### WHAT TO WORK ON
Collect every line in the records below that contains the string "query", treating uppercase and lowercase letters as different.

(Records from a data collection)
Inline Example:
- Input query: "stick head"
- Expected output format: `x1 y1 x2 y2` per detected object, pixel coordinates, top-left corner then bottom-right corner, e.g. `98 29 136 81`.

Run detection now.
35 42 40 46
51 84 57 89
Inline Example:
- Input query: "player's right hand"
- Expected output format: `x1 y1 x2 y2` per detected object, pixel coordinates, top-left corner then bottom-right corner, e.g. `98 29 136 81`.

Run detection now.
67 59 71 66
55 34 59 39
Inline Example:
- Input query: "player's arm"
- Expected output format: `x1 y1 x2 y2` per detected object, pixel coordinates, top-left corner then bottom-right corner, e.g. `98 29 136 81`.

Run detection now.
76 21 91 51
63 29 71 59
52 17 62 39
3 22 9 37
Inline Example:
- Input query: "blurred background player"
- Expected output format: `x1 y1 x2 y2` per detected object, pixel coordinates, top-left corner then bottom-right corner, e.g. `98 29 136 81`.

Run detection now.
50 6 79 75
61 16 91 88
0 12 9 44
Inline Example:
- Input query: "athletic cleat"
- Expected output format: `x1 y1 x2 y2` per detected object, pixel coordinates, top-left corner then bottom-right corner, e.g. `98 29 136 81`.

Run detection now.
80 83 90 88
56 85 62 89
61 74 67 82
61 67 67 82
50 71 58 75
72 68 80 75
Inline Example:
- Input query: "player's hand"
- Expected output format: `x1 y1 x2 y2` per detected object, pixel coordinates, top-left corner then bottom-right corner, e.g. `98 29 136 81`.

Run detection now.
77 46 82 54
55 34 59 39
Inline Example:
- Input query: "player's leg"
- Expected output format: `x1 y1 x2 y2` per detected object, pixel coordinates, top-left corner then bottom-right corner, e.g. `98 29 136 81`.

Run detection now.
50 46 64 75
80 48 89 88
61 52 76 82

### EXERCISE RESULT
- Input query: "stick head"
- Input query: "player's right hand"
- Input query: "player's arm"
- Input query: "blurred background player"
- Input query: "athletic cleat"
- Input query: "player's hand"
- Input query: "player's leg"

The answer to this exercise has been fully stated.